- EXERCISE TASK 1 -
Retype the passage of the fishing thread from "# West G-Bay" to "Greens or Carancahua.".

- TEXT BLOCK -
* * * * * * *

# West G-Bay 4-21



## MatthewAbbott (Feb 25, 2017)

Anybody going out? 

Between the 3 Ws (work, wind, what’s going on) it’s been far to long since I’ve had salt air in my lungs. 

Well, the boats hooked up, ran on the hose for a long time and the wife and I are headed down in the AM. Probably going to launch at Fat boys and run to Greens or Carancahua. 

If you see me holler, wave, throw a rock... I don’t care. Lol.


----------



## jay.bush1434 (Dec 27, 2014)

MatthewAbbott said:


> Anybody going out?
> 
> Between the 3 Ws (work, wind, what’s going on) it’s been far to long since I’ve had salt air in my lungs.
> 
> ...


Go to the back of Greens or sack up, grab your 9 or 10 weight and go to the jetties. The bull red schools are moving up and down the jetties smashing bait. Lots of jacks on the beach front too.

* * * * * * *

- PROVIDED MATERIAL -
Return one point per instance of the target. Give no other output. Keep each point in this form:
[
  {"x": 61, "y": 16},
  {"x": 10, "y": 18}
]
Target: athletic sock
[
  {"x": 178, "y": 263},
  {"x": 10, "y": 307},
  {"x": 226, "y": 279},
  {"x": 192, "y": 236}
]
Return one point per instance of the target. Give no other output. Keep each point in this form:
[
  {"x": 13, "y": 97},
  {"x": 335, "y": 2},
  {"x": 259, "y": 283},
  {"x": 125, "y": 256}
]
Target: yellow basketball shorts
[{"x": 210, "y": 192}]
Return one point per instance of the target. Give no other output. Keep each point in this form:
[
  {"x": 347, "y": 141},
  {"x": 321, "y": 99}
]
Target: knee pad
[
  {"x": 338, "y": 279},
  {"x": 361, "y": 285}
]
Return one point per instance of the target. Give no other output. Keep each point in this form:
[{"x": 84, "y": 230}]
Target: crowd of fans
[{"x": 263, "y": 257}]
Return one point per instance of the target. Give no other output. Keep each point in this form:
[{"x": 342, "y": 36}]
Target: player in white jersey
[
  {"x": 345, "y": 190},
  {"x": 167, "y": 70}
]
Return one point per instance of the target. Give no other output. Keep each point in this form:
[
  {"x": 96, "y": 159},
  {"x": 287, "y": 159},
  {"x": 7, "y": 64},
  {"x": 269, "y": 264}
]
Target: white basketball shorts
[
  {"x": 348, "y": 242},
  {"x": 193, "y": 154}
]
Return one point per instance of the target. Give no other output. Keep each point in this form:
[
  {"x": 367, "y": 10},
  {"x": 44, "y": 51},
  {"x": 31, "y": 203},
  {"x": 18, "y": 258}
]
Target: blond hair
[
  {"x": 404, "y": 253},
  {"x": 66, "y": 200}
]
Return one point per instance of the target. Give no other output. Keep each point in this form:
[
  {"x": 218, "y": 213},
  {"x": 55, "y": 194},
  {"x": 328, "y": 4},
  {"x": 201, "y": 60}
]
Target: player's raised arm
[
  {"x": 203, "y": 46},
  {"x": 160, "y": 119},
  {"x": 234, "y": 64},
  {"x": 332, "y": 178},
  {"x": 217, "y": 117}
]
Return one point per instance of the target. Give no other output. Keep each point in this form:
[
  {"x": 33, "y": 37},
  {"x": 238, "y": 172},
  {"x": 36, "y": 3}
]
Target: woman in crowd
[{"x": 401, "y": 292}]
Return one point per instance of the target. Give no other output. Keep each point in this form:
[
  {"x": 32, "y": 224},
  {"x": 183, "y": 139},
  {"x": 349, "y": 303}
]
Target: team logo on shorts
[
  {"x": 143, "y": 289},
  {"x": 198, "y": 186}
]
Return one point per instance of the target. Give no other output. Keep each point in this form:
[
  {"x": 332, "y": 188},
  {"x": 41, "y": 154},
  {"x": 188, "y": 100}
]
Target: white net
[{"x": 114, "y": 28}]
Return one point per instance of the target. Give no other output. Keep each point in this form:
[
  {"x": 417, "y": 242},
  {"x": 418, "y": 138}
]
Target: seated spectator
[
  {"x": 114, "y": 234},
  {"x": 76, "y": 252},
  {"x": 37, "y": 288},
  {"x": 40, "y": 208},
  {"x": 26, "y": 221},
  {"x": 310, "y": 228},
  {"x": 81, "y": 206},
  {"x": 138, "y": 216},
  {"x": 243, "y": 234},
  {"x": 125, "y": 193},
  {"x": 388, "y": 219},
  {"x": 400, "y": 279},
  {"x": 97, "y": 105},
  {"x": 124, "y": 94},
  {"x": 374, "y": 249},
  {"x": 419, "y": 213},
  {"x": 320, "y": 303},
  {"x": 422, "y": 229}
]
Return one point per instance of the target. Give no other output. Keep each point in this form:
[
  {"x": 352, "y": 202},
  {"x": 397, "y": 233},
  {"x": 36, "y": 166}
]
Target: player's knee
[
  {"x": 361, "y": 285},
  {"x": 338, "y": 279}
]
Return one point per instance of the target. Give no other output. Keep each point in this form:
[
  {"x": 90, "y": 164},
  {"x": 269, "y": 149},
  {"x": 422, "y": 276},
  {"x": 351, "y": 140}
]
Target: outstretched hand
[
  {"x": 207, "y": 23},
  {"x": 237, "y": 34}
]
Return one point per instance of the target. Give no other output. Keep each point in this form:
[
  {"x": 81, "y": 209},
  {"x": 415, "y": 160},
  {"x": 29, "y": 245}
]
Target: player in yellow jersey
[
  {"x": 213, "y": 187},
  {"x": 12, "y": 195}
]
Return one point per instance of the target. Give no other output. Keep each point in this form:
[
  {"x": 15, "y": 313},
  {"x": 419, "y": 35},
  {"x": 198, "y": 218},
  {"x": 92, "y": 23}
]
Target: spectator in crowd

* * * * * * *

- EXERCISE TASK 2 -
How many lines of the records contain the string "spectator"? Reply with the number only.

- FULL SOLUTION 1 -
# West G-Bay 4-21



## MatthewAbbott (Feb 25, 2017)

Anybody going out? 

Between the 3 Ws (work, wind, what’s going on) it’s been far to long since I’ve had salt air in my lungs. 

Well, the boats hooked up, ran on the hose for a long time and the wife and I are headed down in the AM. Probably going to launch at Fat boys and run to Greens or Carancahua.

- FULL SOLUTION 2 -
2